**TEXT EXCERPT:**
== Segment start ==

Africa: Rising Food, Oil Prices Threaten Growth – World Bank

The World Bank is warning that in spite of the high economic growth expected in Sub Saharan Africa in the coming years, rising global food prices and the escalating price of crude oil on the world market pose a major risk to Sub-Saharan Africa economies.

According to the Bank, excluding South Africa, Sub Saharan Africa is one of the fastest growing developing regions, supported by the global recovery, a growing domestic middle income class with discretionary income to spend, and rising business confidence. GDP in the region is also expected to remain strong over the medium term, expanding by 5 percent in 2011 and about 5.7 percent in both 2012 and 2013.

“However, rising food prices represent a downside risk,” it warned in its Global Economic Prospects June 2011 Update launched simultaneously in Ghana, South Africa and Tanzania last Tuesday.

The Bank noted that local food prices, which rose by 7.3 percent in the 12 months ending February 2011are accelerating and it is expected to rise further in 2011-even as international prices stabilize.

Another issue of concern is the rise in oil prices. As of April 2011, crude oil prices had risen by 38 percent compared to a year earlier.

The result of these price hikes on Sub Saharan African countries, the bank said, is mixed, as the region comprises both net oil exporters and importers.

“If oil prices are to persist at high levels through 2011, oil exporters in the region will see an improvement in their current account and fiscal balances. Indeed, given the predominance of oil in the economy of Sub-Saharan Africa oil exporters – in both Angola and Congo – the oil sector accounts for over 90 percent of exports and over 60 percent of GDP- should oil prices remain at their February levels current account balances could improve as much as 7 percent.

This development, the bank however warned, could also pose a macroeconomic challenge, since if not well managed; could lead to the “Dutch Disease” effect, thereby making it more difficult to diversify the economy.

The downside risk to oil importers in the region, it noted, are however greater. With countries facing an increased oil import bill, and given that oil imports are about 18 percent of total merchandise imports among Sub Saharan Africa oil importers, this could lead to a deterioration in the current account to GDP ratio by 0.5 percent(excluding South Africa) if the February level of prices are sustained. “However, were prices to increase further, by an additional $50 from their February highs, current account balances would deteriorate even further by as much as 3.5 percent of GDP,” the report noted.

== Segment end ==

**ACTIVITY 1:**
Answer these questions from the article on food and oil prices:
(a) By what percentage did local food prices in the region rise in the 12 months ending February 2011?
(b) As of April 2011, by how much had crude oil prices risen compared to a year earlier?
(c) About what share of total merchandise imports do oil imports make up among Sub-Saharan Africa oil importers?
**ACTIVITY 2:** Write out the article on food and oil prices from "According to the" up to and including "2012 and 2013.".

**SUPPLIED DATA:**
== Segment start ==

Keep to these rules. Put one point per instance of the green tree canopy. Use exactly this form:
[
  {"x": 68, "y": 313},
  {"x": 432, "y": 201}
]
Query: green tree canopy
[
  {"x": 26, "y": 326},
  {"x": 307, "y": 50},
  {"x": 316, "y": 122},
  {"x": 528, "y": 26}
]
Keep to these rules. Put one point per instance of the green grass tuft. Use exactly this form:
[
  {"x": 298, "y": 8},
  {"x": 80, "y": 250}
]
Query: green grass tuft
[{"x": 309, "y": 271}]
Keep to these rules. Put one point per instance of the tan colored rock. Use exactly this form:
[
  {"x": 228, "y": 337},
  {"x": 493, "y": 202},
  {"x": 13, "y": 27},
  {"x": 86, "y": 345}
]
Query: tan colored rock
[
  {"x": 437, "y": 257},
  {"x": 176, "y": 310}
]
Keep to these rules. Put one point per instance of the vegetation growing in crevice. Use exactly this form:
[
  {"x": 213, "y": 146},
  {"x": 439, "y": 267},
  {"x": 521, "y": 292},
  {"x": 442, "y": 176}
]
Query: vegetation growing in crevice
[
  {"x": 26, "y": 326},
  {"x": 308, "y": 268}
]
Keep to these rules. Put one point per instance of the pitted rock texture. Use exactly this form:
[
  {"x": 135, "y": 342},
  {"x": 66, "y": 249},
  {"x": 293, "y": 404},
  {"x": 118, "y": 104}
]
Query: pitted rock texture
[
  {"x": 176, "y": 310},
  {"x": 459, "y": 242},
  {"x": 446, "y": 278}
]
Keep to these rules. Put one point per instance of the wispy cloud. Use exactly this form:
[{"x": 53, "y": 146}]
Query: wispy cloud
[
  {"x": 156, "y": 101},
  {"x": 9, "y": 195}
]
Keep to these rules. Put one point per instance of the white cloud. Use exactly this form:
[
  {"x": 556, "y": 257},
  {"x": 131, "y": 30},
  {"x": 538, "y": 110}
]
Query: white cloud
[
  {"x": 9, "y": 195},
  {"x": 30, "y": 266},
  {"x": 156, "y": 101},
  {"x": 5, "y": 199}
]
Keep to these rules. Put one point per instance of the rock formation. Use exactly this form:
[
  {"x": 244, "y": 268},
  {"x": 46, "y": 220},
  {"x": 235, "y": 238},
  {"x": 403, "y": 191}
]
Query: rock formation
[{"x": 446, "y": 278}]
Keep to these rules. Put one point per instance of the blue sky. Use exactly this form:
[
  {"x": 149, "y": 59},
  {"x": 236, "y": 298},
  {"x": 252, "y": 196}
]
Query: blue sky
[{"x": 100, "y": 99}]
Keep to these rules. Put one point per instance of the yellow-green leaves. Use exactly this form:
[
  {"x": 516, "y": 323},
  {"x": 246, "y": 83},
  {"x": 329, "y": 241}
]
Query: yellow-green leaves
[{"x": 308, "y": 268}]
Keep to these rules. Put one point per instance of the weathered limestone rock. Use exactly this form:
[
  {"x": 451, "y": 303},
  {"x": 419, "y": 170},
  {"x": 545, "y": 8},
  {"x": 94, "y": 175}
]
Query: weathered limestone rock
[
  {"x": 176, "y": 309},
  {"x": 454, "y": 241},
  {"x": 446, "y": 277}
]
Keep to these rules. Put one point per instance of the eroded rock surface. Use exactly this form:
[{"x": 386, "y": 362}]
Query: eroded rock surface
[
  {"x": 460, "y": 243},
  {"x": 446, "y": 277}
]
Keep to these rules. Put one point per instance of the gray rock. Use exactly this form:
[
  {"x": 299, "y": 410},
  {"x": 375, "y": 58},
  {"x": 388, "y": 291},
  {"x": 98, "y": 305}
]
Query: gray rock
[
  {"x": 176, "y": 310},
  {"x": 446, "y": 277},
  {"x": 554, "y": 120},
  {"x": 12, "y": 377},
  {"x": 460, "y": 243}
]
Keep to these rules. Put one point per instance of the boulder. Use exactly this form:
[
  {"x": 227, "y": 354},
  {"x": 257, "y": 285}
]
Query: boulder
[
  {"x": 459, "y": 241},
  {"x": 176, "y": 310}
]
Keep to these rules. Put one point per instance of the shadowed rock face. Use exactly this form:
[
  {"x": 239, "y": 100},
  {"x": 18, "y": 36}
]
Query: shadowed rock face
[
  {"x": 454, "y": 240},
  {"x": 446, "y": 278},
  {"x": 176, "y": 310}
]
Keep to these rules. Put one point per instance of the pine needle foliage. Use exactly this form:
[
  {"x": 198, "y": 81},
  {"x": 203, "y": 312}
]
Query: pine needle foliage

== Segment end ==

**TASK ANSWER 1:**
(a) 7.3 percent
(b) 38 percent
(c) About 18 percent

**TASK ANSWER 2:**
According to the Bank, excluding South Africa, Sub Saharan Africa is one of the fastest growing developing regions, supported by the global recovery, a growing domestic middle income class with discretionary income to spend, and rising business confidence. GDP in the region is also expected to remain strong over the medium term, expanding by 5 percent in 2011 and about 5.7 percent in both 2012 and 2013.